**Exercise requirements**
Reproduce the stretch of the text below on investment trust costs from "Let’s remember that" through "with open-ended funds.", word for word.

**Text provided**
These metrics are fine for open-ended fund fees, which deduct management fees when the daily unit price is updated. But for investment trusts, fees and costs simply reduce the net asset value that an investor has a stake in by owning shares. Investors will also pay broker trading and stamp duty fees to own those shares.

Like most investors, my eyes glaze over when I read a KID. I’m much more reassured by Temple Bar’s report and accounts: “The company’s ongoing charges ratio has remained relatively consistent and compares favourably with peers in the UK equity income sector of investment trust companies.”

Let’s remember that investment trusts are companies that investors buy shares in. As an investor, I’m most interested in the trust’s share price and the dividend it pays. If I was investing in Legal & General shares, I wouldn’t necessarily look at the operating costs of the investment division or the technology costs. But this is what the regulator’s “cost disclosures” ask you to do, simply because there’s a requirement to compare investment trusts with open-ended funds.

It’s a ludicrous position and the Association of Investment Companies (AIC) is lobbying hard for change, this week calling on the Treasury to announce its decision on whether investment companies should be treated as Consumer Composite Investments (CCIs) — the Treasury finished consulting on this in January, and says the policy is “near-final”, which will determine the disclosure requirements that apply to all funds marketed to UK retail investors.

The AIC says removing investment companies from the CCI regime is “the swiftest way” to resolve the issues.

But what’s actually at stake here? The House of Lords committee claims misleading costs are discouraging investors from putting as much as £7bn a year into investment trusts — “money that some of the more domestically-focused trusts could channel into the UK economy”. The committee is calling for reform so investment trusts can enter zero into the appropriate column for ongoing fund charges.

However, when I asked the AIC for the evidence of how cost disclosures affect the sector it pointed to changes in discounts and shareholders.

**Provided data**
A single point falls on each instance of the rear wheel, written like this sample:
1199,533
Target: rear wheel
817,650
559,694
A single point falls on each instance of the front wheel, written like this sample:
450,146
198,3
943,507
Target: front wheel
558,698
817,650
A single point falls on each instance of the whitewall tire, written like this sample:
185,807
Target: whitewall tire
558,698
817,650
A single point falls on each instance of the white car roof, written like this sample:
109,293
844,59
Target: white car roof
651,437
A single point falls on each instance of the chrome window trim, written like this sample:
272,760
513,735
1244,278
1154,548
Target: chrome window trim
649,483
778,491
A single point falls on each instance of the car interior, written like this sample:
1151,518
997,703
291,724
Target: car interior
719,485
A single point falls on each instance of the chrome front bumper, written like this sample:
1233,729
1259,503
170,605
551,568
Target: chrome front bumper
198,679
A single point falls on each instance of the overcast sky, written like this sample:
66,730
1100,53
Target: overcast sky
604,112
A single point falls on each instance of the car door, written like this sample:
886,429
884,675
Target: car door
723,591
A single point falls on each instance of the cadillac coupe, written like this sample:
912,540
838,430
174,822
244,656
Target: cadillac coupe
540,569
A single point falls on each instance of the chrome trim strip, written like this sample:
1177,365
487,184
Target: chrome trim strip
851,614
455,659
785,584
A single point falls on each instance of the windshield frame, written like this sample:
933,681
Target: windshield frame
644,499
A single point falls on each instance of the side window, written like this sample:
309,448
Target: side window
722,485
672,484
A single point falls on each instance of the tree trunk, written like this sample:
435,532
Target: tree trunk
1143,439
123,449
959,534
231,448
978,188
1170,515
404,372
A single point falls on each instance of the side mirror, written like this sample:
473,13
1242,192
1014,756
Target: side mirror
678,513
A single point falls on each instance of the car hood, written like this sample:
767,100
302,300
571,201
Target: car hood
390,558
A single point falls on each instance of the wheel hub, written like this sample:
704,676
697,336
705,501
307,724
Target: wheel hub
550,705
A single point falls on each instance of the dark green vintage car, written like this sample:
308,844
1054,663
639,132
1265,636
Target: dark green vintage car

**Output of the task**
Let’s remember that investment trusts are companies that investors buy shares in. As an investor, I’m most interested in the trust’s share price and the dividend it pays. If I was investing in Legal & General shares, I wouldn’t necessarily look at the operating costs of the investment division or the technology costs. But this is what the regulator’s “cost disclosures” ask you to do, simply because there’s a requirement to compare investment trusts with open-ended funds.